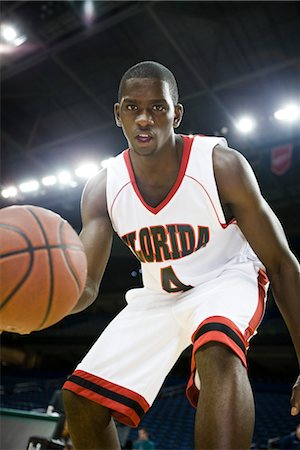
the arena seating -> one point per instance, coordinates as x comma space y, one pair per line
171, 419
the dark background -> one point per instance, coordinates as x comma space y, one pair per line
58, 90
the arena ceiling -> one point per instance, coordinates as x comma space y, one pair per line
58, 88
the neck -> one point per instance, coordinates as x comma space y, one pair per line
160, 165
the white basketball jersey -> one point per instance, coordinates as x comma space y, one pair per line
184, 241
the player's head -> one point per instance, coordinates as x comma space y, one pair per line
148, 108
151, 69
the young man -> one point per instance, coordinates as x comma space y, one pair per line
188, 208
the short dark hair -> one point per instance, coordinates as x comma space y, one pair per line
151, 69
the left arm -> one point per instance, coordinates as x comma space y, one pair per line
239, 190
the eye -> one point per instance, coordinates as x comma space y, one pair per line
159, 108
131, 107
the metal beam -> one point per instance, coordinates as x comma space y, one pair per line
189, 65
247, 77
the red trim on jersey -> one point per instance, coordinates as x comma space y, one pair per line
116, 196
192, 391
187, 145
263, 282
120, 411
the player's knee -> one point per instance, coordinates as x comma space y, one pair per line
218, 359
79, 409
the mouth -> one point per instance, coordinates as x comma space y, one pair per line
144, 138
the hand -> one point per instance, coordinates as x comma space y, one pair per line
295, 399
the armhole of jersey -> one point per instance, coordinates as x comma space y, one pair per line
202, 162
115, 183
221, 215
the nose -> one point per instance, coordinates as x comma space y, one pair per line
144, 119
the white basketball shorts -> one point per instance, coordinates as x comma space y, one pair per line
126, 367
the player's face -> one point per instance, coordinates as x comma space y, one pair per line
147, 115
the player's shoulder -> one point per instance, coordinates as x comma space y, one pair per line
94, 192
228, 160
97, 182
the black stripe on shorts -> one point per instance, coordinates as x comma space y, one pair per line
216, 326
109, 394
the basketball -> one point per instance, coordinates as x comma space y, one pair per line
42, 268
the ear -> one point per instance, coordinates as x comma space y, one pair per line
178, 115
117, 114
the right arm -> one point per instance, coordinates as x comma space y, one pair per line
96, 236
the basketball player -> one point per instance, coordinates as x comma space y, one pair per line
191, 211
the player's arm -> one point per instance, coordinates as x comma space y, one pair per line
239, 191
96, 236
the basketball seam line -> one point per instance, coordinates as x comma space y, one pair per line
50, 269
11, 227
45, 247
66, 257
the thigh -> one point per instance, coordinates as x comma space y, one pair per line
227, 310
127, 365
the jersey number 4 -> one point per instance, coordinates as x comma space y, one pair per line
170, 282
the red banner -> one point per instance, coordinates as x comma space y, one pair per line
281, 158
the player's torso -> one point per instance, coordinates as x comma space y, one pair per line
183, 241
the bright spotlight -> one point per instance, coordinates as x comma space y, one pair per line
10, 191
64, 177
49, 180
19, 40
106, 162
288, 114
86, 170
8, 32
245, 124
29, 186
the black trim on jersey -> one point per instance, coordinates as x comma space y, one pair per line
216, 326
109, 394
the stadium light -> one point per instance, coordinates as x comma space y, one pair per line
289, 113
49, 180
86, 170
10, 34
106, 162
29, 186
8, 192
64, 177
245, 124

══════

■ EXERCISE BRIEF ■
Copy the records word for word, leaving no picture in the copy.

■ REPLY ■
the arena seating -> one point per instance, coordinates as x comma space y, one pair per line
171, 419
the dark background -> one point per instance, coordinates as x comma space y, one pair per line
58, 90
the arena ceiling -> one point per instance, coordinates as x comma space y, one pair per line
58, 88
the neck -> one point per instance, coordinates as x comma space y, one pair per line
160, 165
the white basketball jersey -> one point per instance, coordinates as x comma space y, one pair per line
184, 241
the player's head -> one point per instance, coordinates as x comma space y, one pair per line
148, 108
151, 69
the young man -> one point per instance, coordinates as x comma space y, one pair per line
188, 208
the short dark hair -> one point per instance, coordinates as x comma space y, one pair per line
151, 69
the left arm -> one point per instance, coordinates as x comma space y, one pair per line
239, 190
the eye -> one point per instance, coordinates as x comma space y, one pair per line
159, 108
131, 107
the metal beam -> one point per instance, coordinates as x comma space y, one pair per line
189, 65
247, 77
the red trim on jersey -> one point per instance, coordinates as x comma space y, one pair per line
116, 196
192, 391
187, 145
263, 282
120, 411
the player's knee -> one point per instance, coordinates as x comma space y, one pair per line
218, 359
79, 409
the mouth -> one point per instance, coordinates as x comma space y, one pair per line
144, 138
the hand -> one point per instance, coordinates as x comma space y, one pair per line
295, 399
the armhole of jersey -> one point per instance, coordinates as x comma space y, one pair per line
202, 162
115, 183
221, 215
the nose -> one point per instance, coordinates as x comma space y, one pair per line
144, 119
the white basketball shorts -> one point per instance, coordinates as x comma space y, one pair per line
126, 367
the player's face -> one point per instance, coordinates as x comma space y, one pair per line
147, 115
the player's shoulder -> one point per instance, coordinates as x comma space y, one pair per line
94, 192
228, 160
97, 182
the black stripe on shorts -> one point per instance, coordinates as x comma space y, one pair per line
216, 326
109, 394
the basketball -> one point per instance, coordinates as x comma space y, one pair per line
42, 268
the ear -> one point per instance, coordinates as x comma space y, one pair per line
178, 115
117, 114
the right arm -> one point per instance, coordinates as x comma space y, one pair per line
96, 236
the basketball player -> one point per instance, coordinates as x comma space y, one pair per line
191, 211
the player's arm -> one point per instance, coordinates as x comma space y, one pair per line
239, 191
96, 236
the basketball seam line -> one point per instance, coordinates as x comma space y, one pair per line
50, 269
11, 227
45, 247
66, 257
the thigh -> one point per instance, coordinates as x comma space y, one pair per line
227, 310
127, 365
the jersey number 4 -> one point per instance, coordinates as x comma space y, one pair per line
170, 282
the red banner -> one point per instance, coordinates as x comma space y, one pair per line
281, 158
the player's torso -> one point per instance, coordinates as x comma space y, one pair per line
183, 241
the bright spotlight -> one point per instance, coordinates as x comma space y, one pair per line
10, 191
64, 177
49, 180
19, 40
106, 162
288, 114
86, 170
8, 32
245, 124
29, 186
the black trim on jersey -> one point per instance, coordinates as x comma space y, one pair per line
216, 326
109, 394
the stadium light -> one point per instance, coordinates as x comma space y, one pair per line
289, 113
49, 180
86, 170
10, 34
106, 162
29, 186
8, 192
64, 177
245, 124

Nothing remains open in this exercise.